Referring expression pointing data
★ ★ ★ ★ ★
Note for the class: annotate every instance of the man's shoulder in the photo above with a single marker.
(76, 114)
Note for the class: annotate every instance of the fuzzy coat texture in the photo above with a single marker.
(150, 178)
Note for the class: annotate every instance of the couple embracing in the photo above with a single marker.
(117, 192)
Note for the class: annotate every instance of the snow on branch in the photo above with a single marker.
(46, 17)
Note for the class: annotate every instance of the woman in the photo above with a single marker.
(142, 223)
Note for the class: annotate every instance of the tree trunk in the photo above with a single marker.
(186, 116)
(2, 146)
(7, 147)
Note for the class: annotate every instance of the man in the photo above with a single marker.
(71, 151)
★ ★ ★ ★ ★
### Task statement
Repeat the data. Leave nothing out and change nothing.

### Exercise answer
Note for the class: annotate every instance of the man's shoulder in the photo above with a single marker.
(76, 114)
Note for the class: annotate every instance of the fuzzy coat texture in the photo above with a single marker.
(150, 178)
Note for the class: annotate every instance of the couple embracing in the photo above with a single marker.
(117, 192)
Note for the class: annotate every instance of the snow on branch in the photo above with a single marker.
(46, 17)
Note for the class: annotate every instance of the woman in the photo above with a single marker.
(142, 223)
Note for the class: annotate every instance of the tree trunk in the photo above with a single marker.
(186, 116)
(2, 146)
(7, 147)
Note for the class: annotate every instance of the man in the photo above with a single marker.
(71, 151)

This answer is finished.